== Dataset entries

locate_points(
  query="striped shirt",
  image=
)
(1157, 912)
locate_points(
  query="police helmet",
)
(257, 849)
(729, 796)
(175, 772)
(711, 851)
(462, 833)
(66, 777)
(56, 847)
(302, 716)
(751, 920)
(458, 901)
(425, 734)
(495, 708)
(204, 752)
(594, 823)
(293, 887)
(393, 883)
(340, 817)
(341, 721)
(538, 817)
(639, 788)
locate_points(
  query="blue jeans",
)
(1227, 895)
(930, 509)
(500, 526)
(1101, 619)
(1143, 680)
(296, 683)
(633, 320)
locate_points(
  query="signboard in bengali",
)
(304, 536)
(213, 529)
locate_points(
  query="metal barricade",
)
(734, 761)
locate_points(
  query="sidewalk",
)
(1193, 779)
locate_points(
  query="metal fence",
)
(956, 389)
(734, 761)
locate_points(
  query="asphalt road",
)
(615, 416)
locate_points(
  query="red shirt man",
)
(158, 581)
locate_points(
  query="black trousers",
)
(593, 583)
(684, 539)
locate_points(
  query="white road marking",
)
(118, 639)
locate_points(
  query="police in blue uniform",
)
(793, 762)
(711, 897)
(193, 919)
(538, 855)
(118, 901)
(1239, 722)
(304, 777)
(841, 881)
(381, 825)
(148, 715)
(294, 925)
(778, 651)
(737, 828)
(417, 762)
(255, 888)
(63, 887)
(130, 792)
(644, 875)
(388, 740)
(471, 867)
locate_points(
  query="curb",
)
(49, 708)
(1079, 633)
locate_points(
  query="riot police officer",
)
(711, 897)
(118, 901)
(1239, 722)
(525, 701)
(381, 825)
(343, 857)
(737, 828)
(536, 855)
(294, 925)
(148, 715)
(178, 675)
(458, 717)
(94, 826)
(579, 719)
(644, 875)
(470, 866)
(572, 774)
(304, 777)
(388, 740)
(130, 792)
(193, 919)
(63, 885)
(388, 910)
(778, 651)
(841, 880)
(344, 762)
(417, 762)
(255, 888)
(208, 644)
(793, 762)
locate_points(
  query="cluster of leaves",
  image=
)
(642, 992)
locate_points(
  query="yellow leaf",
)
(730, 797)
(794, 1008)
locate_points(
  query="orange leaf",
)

====

• **Task directions**
Retype the entries one by one, exactly.

• **Finished answer**
locate_points(
  query="striped shirt",
  image=
)
(1157, 912)
locate_points(
  query="police helmet",
)
(257, 849)
(729, 796)
(175, 772)
(711, 851)
(462, 833)
(66, 777)
(56, 847)
(302, 716)
(751, 920)
(458, 901)
(425, 734)
(495, 708)
(204, 752)
(594, 823)
(293, 887)
(393, 883)
(340, 817)
(341, 721)
(538, 817)
(639, 788)
locate_points(
  query="blue jeans",
)
(1227, 895)
(930, 509)
(500, 526)
(1101, 619)
(1143, 680)
(296, 683)
(633, 320)
locate_points(
  query="signboard in bengali",
)
(304, 536)
(213, 529)
locate_points(
  query="metal barricade",
)
(734, 761)
locate_points(
  query="sidewalk",
)
(1193, 779)
locate_points(
  query="metal fence",
)
(956, 389)
(734, 761)
locate_points(
  query="asphalt road",
)
(615, 416)
locate_points(
  query="red shirt man",
)
(158, 581)
locate_points(
  query="black trousers",
)
(593, 583)
(684, 539)
locate_points(
  query="white road marking",
)
(118, 639)
locate_points(
  query="police in blue uniform",
)
(793, 762)
(711, 897)
(193, 919)
(538, 855)
(118, 901)
(1239, 722)
(304, 777)
(841, 881)
(381, 825)
(148, 715)
(294, 925)
(778, 651)
(737, 828)
(417, 762)
(255, 888)
(63, 887)
(130, 792)
(644, 875)
(388, 740)
(471, 867)
locate_points(
  query="curb",
)
(49, 708)
(1079, 633)
locate_points(
  query="riot police officer",
)
(711, 897)
(118, 901)
(1239, 722)
(525, 701)
(381, 825)
(343, 857)
(737, 828)
(536, 855)
(294, 925)
(148, 715)
(178, 675)
(458, 717)
(94, 826)
(579, 719)
(644, 875)
(470, 866)
(572, 774)
(304, 777)
(388, 740)
(130, 792)
(193, 919)
(63, 885)
(388, 910)
(778, 651)
(841, 880)
(344, 762)
(417, 762)
(255, 888)
(208, 644)
(793, 762)
locate_points(
  query="cluster of leaves",
  image=
)
(642, 992)
locate_points(
  query="yellow leaf",
)
(730, 797)
(794, 1008)
locate_points(
  query="orange leaf",
)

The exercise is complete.